Write the following entries out again exactly, skipping each image.
*** Opening of DATASET ***
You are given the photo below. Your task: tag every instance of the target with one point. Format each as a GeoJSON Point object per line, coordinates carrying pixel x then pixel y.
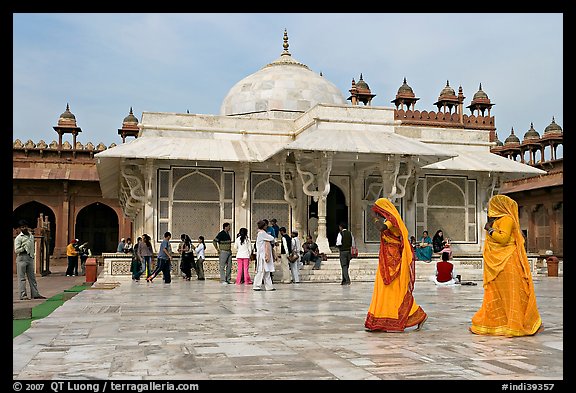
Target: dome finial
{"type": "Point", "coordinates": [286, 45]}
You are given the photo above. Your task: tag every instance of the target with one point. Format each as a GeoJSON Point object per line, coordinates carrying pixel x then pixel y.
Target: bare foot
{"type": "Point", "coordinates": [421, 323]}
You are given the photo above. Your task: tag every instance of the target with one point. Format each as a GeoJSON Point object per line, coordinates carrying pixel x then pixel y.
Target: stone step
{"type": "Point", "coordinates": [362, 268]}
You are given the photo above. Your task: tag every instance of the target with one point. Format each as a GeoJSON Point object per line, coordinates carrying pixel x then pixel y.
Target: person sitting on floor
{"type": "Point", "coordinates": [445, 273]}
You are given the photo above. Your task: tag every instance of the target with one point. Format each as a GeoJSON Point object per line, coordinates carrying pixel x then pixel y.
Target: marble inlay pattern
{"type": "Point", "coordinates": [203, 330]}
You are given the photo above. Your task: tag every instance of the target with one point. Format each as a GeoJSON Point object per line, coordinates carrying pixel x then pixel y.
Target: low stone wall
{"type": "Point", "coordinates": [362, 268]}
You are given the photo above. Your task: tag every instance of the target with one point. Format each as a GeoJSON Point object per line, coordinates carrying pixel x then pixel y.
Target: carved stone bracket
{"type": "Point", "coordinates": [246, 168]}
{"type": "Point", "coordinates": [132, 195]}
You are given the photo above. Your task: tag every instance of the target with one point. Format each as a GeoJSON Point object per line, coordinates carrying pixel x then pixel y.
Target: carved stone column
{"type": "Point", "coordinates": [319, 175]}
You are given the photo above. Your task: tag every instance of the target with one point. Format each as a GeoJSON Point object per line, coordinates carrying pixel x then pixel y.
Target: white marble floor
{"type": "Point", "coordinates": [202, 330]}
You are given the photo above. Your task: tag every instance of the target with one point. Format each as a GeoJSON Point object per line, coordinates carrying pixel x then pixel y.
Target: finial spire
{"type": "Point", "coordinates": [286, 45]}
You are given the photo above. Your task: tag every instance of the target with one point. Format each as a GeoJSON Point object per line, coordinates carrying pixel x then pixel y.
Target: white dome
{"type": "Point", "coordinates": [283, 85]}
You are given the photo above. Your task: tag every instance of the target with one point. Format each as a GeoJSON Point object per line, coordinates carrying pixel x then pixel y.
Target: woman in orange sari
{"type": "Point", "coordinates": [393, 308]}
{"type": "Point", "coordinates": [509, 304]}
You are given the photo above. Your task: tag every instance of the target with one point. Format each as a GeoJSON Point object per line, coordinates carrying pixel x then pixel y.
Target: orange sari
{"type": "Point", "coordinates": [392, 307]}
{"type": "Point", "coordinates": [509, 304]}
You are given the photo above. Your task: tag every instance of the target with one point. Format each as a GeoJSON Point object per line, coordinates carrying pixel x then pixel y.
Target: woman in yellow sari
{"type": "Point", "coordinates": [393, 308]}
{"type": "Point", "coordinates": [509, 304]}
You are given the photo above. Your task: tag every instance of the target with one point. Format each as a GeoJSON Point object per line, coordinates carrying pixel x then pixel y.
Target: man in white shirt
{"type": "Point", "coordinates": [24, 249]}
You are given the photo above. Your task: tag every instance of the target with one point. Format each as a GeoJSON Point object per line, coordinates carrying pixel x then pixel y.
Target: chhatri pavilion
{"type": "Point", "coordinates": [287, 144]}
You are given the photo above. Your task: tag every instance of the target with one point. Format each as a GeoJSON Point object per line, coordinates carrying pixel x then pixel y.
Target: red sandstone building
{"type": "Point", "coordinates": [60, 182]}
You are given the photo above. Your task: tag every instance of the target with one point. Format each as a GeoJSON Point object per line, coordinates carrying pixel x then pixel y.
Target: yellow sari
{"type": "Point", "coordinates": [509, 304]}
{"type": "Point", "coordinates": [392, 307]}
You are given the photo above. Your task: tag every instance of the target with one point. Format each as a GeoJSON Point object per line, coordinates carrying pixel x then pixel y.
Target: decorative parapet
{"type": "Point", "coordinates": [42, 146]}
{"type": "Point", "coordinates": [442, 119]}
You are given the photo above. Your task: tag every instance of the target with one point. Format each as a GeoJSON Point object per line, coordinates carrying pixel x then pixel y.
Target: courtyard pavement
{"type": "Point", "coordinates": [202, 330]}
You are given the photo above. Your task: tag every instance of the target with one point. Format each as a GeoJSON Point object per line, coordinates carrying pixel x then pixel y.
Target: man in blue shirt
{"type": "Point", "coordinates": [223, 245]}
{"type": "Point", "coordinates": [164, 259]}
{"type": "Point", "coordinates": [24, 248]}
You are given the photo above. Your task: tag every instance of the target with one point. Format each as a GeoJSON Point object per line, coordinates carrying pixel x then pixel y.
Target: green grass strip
*** Close of DATASET ***
■ EXPECTED ANSWER:
You are given the photo below. Your task: tag every instance of the target with one point. Format each as a GeoJSON Point object per line, coordinates carrying pixel x then pixel y.
Target: dome finial
{"type": "Point", "coordinates": [286, 45]}
You are given the photo above. Your task: tag every instance of the target with one point. Format each as a GeoJSON Point object per line, coordinates carrying pixel x then pixel y.
Target: bare foot
{"type": "Point", "coordinates": [421, 323]}
You are given the photo above. Your task: tag every instance of the target with one point. Format each as a GeoJSON Point object per line, coordinates carrying pixel x then pixel y.
Target: stone step
{"type": "Point", "coordinates": [362, 268]}
You are given the photo above. Your task: tag every instance of the target with one point. Format each as a GeoJSON Point object per line, coordinates carrying pixel x then pixel y.
Target: person sitting on floor
{"type": "Point", "coordinates": [445, 273]}
You are given the photo above. Your task: tag every instance of the target with one point. Format each as a GeoJSON Point object per line, coordinates carrying pixel x then pixel y.
Target: marble inlay pattern
{"type": "Point", "coordinates": [203, 330]}
You are given the photo above. Your task: tag every instance of the target with one point. Format each as a GeoJSON Point object per line, coordinates carrying pixel x then pixel y.
Target: low stone wall
{"type": "Point", "coordinates": [362, 268]}
You are given the photo above. Your task: tag every instance of the target with one point. Format each as a GeoJSON Point object per line, coordinates carrying pixel x then pixel y.
Target: carved stone bracket
{"type": "Point", "coordinates": [246, 168]}
{"type": "Point", "coordinates": [132, 195]}
You are given the photo above. Your task: tag every instance of the target with one point. Format each as a GeoJSON Point object per line, coordinates carrying pixel x then pixel y.
Target: carved stone column
{"type": "Point", "coordinates": [319, 175]}
You are given the photo above. Your task: tag every instance of the target with one point. Format each as a GeoJSON Point object per line, coordinates carrying pixel x then pixel y.
Target: white marble floor
{"type": "Point", "coordinates": [202, 330]}
You are given the photo above. Your task: tag every instance of the target with one point. Format each as a GeoJSON Point object per line, coordinates carrying pixel x then pixel y.
Target: finial spire
{"type": "Point", "coordinates": [286, 45]}
You are given the photo above. Your task: tag every instance of the target with one point. Format each as a GeoJSON Point object per line, coordinates carrying pixel x then pixel y.
Target: white dome
{"type": "Point", "coordinates": [283, 85]}
You are given the photo above. Your task: tag every instance of the target with one point. Format each as a GeoJSON Point object per line, coordinates carrying pixel x then pixel y.
Target: woman in orange sari
{"type": "Point", "coordinates": [393, 308]}
{"type": "Point", "coordinates": [509, 304]}
You are given the photo above. Your task: tag every instance of the target with one point. Format each as a GeoJSON Point object per line, coordinates carrying pixel x then pixel y.
Target: orange sari
{"type": "Point", "coordinates": [392, 307]}
{"type": "Point", "coordinates": [509, 304]}
You are given the photo above. Your task: tag every instance of the target with one point. Format each as a GeoJSON Point object per line, coordinates carrying pixel x then pixel y.
Target: woman in yellow sari
{"type": "Point", "coordinates": [393, 308]}
{"type": "Point", "coordinates": [509, 304]}
You are given the photo above. Your task: tag every instance of the target with one point. Format each as a GeoJSON Point object per line, coordinates carrying pixel x then pixel y.
Target: man in white shirt
{"type": "Point", "coordinates": [24, 249]}
You are given the photo above. Your task: tag every instance of the target with one point. Format each as a GeoJSON Point object per line, coordinates carrying pixel x then pixel y.
Target: chhatri pavilion
{"type": "Point", "coordinates": [287, 144]}
You are given the photo above. Your task: tag every instance of the target with one point. Format each as a GeoJSON Point object per line, coordinates carrying pixel x then pixel y.
Target: red sandstone building
{"type": "Point", "coordinates": [60, 182]}
You are given the photo above. Your task: tag every instance of the target with one point. Format each as a GeoJSON Point object per line, coordinates carrying pixel x then pixel y.
Target: yellow sari
{"type": "Point", "coordinates": [509, 304]}
{"type": "Point", "coordinates": [392, 307]}
You are given the photo above. Your task: tag every instance of the target with one point. Format each as a GeoJSON Point object per line, coordinates carrying pixel x then pixel y.
Target: decorative parapet
{"type": "Point", "coordinates": [42, 146]}
{"type": "Point", "coordinates": [442, 119]}
You are given the photo above. Your task: tag every instance of the target with one point. Format each as a GeoJSON Point object per line, coordinates carrying pixel x then pixel y.
Target: courtyard pavement
{"type": "Point", "coordinates": [202, 330]}
You are given the photo above. Your task: tag every instance of the target with one point. Format each as a GeoJSON Point object per line, coordinates carrying pixel x then pixel y.
Target: man in blue shirt
{"type": "Point", "coordinates": [223, 245]}
{"type": "Point", "coordinates": [164, 259]}
{"type": "Point", "coordinates": [24, 248]}
You are given the photo above. Your task: tag every instance of the target with one point. Format each as a GeoJSON Point object per line, coordinates carrying pixel x then pixel y.
Target: green grass strip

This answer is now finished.